## [Prompt]
According to the patent claim below, what is the first prosody for the speech output representative of?

## [Reading passage]
START

| CPC G10L 13/10 (2013.01) [G06F 40/284 (2020.01); G06F 40/30 (2020.01); G10L 13/033 (2013.01)] | 40 Claims |

|
1. A non-transitory computer-readable storage medium storing one or more programs configured to be executed by one or more processors of an electronic device, the one or more programs including instructions for:
receiving a first text including at least a first subset and a second subset, wherein at least a portion of the first subset overlaps with at least a portion of the second subset;
determining one or more themes associated with the first text;
determining, based on the one or more themes, a genre associated with the first text, wherein the genre is different from the one or more themes;
determining, based on the first text, a first prosody for a speech output, wherein the first prosody is representative of the genre;
determining a first semantic meaning of the first text based on a context determined from a second text received prior to the first text, wherein a machine learning model is trained to determine the first semantic meaning of the first text;
adjusting the first prosody for the speech output based on the context determined from the second text received prior to the first text; and
generating, based on the prosody and the first semantic meaning, a first speech output of the first text;
in accordance with a determination that a similarity between the first speech output and a candidate text representation determined from the first speech output is below a threshold:
determining a second prosody and a second semantic meaning of the first text; and
generating a second speech output of the first text based on the second prosody and the second semantic meaning.
|

END

Data excerpts on pointing to objects
START

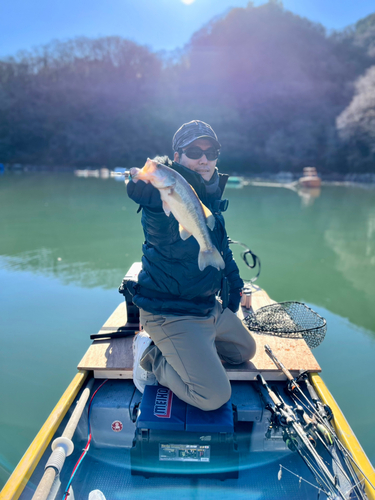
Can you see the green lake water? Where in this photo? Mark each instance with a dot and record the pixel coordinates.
(66, 243)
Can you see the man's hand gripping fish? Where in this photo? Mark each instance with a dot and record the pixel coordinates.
(180, 198)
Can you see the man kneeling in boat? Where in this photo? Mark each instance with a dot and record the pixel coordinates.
(187, 333)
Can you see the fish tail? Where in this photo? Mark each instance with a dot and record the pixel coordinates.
(210, 257)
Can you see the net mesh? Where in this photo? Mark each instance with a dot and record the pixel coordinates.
(290, 320)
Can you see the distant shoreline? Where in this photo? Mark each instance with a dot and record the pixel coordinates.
(284, 179)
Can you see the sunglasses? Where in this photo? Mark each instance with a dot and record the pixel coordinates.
(196, 153)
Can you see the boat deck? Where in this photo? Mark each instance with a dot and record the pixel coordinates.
(113, 358)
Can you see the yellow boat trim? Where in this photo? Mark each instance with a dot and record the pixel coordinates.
(345, 434)
(22, 473)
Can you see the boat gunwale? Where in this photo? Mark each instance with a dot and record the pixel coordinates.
(346, 434)
(22, 473)
(26, 466)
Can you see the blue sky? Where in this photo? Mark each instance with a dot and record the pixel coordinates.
(160, 24)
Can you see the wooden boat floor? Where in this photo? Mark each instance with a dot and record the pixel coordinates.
(113, 358)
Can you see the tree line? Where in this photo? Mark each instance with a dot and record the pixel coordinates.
(280, 92)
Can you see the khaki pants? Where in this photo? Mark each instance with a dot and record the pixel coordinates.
(187, 353)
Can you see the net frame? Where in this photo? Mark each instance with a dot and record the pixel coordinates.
(289, 320)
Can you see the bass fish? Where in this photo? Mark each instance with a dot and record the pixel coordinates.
(180, 199)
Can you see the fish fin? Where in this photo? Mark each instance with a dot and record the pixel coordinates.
(184, 234)
(166, 208)
(210, 219)
(210, 258)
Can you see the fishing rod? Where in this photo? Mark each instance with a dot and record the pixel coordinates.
(321, 412)
(293, 428)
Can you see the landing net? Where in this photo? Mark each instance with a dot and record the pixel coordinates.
(290, 320)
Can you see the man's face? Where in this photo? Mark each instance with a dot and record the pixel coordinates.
(202, 166)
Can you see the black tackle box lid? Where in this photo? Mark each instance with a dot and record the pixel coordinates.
(160, 409)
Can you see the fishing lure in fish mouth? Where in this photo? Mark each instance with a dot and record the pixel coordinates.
(180, 199)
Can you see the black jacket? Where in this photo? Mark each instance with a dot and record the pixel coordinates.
(170, 281)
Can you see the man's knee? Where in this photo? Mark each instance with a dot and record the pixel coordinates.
(249, 349)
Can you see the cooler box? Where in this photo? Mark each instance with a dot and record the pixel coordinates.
(173, 437)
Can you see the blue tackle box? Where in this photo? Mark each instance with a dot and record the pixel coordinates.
(175, 438)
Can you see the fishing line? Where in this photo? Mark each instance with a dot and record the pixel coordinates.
(302, 479)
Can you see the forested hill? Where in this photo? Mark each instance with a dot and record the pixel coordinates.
(280, 92)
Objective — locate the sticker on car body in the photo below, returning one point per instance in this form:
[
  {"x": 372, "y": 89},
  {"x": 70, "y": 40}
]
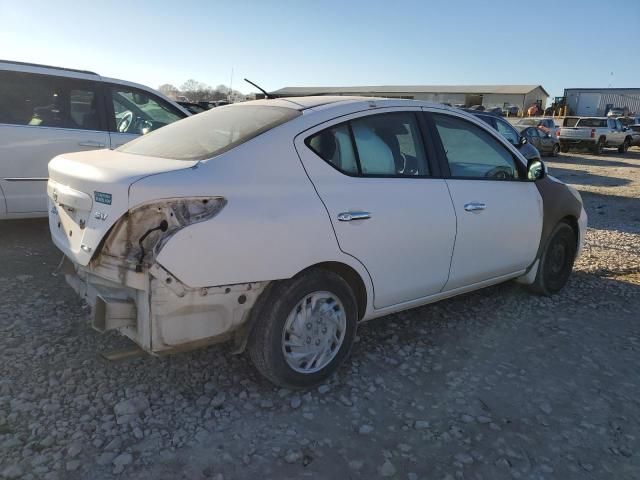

END

## [Complete output]
The genre associated with the first text.